THE PROBLEM: Please restate word for word only the lines that start at the one containing "[spot] the cake" and continue to the final line of the material.

● ● ● ● ●

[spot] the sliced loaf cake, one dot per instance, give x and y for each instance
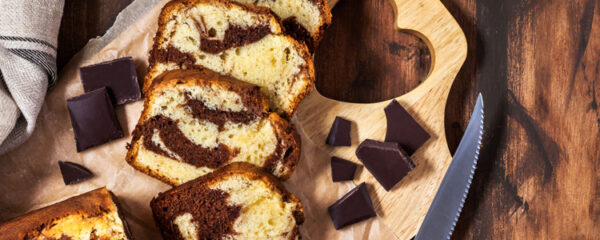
(305, 20)
(239, 40)
(195, 121)
(92, 215)
(238, 201)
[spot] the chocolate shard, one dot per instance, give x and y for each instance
(118, 76)
(403, 129)
(339, 135)
(342, 169)
(353, 207)
(93, 119)
(74, 173)
(388, 162)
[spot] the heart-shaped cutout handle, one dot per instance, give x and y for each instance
(404, 207)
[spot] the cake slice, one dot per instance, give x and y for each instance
(238, 201)
(195, 121)
(92, 215)
(305, 20)
(242, 41)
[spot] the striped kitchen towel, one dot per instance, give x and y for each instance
(28, 40)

● ● ● ● ●

RESPONSE FOR THIS EXERCISE:
[spot] the cake slice, one dot per instance, give x and y for each instance
(238, 201)
(195, 121)
(92, 215)
(305, 20)
(242, 41)
[spot] the striped kitchen towel, one dot per instance, give x and y for each instance
(28, 40)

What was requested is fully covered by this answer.